■ Excerpted data:
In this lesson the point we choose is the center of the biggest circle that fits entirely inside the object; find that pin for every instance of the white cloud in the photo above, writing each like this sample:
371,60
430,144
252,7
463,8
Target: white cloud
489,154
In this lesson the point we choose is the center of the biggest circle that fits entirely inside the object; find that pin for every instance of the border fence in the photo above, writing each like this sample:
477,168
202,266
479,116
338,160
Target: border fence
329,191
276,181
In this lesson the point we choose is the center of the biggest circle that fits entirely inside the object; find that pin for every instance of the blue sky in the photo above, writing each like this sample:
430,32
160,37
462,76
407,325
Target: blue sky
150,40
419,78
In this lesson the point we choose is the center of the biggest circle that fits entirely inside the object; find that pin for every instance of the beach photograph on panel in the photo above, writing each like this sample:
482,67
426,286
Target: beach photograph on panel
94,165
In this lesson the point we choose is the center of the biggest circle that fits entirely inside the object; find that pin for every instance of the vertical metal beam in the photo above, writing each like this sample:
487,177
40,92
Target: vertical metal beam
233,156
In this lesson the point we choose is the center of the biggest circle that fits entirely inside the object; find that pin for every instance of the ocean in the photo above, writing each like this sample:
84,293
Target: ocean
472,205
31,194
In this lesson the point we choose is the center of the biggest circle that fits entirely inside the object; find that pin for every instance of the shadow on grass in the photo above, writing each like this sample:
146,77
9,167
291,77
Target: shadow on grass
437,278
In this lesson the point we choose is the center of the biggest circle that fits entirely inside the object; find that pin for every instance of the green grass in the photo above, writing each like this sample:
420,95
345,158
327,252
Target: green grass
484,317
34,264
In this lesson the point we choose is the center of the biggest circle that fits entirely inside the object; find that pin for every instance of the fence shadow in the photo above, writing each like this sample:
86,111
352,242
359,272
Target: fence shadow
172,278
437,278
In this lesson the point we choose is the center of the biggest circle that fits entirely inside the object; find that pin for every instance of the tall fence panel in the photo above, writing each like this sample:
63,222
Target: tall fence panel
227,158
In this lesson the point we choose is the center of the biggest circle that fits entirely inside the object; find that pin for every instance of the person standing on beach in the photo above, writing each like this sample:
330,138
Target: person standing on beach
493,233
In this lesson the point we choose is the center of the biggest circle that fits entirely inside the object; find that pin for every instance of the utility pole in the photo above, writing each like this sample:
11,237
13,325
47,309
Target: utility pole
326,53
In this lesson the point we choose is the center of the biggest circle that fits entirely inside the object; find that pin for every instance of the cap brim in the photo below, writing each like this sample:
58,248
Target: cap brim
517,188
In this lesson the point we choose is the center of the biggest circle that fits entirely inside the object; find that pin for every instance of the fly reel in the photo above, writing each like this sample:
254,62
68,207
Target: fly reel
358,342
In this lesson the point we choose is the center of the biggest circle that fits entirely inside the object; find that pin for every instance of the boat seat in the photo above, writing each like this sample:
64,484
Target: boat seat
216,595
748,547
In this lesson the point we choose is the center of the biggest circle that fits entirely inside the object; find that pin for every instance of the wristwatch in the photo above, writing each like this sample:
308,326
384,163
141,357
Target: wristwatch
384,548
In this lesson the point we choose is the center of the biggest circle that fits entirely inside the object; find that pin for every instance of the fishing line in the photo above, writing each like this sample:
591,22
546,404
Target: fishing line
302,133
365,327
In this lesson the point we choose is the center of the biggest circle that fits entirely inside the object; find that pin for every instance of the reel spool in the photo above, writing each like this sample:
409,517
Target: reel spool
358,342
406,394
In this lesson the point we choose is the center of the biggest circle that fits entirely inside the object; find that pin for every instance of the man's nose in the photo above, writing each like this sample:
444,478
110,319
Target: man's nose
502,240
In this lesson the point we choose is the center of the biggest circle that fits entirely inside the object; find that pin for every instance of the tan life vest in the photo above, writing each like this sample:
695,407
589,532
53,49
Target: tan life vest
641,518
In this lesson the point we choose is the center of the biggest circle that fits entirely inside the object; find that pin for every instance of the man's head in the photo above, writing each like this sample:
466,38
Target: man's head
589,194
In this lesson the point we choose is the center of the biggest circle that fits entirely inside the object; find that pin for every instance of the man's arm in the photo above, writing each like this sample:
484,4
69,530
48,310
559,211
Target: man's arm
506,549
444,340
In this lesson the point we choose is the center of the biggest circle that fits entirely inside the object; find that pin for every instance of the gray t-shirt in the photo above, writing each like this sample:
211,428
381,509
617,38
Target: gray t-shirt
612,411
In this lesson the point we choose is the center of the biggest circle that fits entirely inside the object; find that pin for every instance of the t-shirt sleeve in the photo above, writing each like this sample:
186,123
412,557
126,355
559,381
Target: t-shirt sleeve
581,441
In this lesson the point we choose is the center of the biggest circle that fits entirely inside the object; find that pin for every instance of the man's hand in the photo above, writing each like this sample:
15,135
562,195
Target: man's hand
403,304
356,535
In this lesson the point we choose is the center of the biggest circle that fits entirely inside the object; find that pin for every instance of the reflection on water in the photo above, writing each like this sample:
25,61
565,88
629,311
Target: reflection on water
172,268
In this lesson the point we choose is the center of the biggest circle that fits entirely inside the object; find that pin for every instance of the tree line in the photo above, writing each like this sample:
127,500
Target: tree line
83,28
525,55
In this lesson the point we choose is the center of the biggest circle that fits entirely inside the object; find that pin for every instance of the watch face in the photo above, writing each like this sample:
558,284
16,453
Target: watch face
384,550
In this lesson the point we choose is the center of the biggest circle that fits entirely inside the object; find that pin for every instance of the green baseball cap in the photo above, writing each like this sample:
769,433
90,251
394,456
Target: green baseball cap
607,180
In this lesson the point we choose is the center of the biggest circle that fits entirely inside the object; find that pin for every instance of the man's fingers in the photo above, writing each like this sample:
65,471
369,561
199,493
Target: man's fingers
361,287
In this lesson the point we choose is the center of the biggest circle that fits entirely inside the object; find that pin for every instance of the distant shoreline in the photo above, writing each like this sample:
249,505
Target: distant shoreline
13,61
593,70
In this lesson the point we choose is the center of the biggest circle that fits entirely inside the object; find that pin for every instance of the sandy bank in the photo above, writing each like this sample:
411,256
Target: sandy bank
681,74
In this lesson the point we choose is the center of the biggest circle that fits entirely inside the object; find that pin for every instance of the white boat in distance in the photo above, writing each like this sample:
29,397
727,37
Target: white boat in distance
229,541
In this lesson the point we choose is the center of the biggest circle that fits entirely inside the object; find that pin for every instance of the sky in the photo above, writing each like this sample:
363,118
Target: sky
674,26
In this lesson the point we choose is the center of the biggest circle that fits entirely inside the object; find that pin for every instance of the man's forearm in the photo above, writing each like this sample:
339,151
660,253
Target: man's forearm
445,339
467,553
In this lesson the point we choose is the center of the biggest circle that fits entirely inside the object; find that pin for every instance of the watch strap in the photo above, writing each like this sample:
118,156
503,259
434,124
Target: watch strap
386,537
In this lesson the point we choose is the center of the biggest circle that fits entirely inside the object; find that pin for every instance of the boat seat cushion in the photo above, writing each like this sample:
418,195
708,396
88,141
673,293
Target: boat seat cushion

■ Task instructions:
Write out again, unchanged, every line from the line containing "the man's forearm" to the final line of the material above.

■ Output of the task:
In this lesson the point we choose is the center of the biggest circle that fits entirely inside the object; find that pin for every instance of the man's forearm in the photo above, writing each like this sample:
339,151
660,253
Target: man's forearm
445,339
467,553
In this lesson the point we choose is the center of the biggest circle that fits entirely inside the object; find that pin for every instance of the watch strap in the photo above, writing each like this sample:
118,156
503,259
434,124
Target: watch strap
386,537
In this lesson the point we choose is the center of the biggest circle that fits entirely inside the object; find that pin for every instance of the boat seat cushion in the photo above, writing each like this sample:
418,195
708,396
88,141
673,293
Target: boat seat cushion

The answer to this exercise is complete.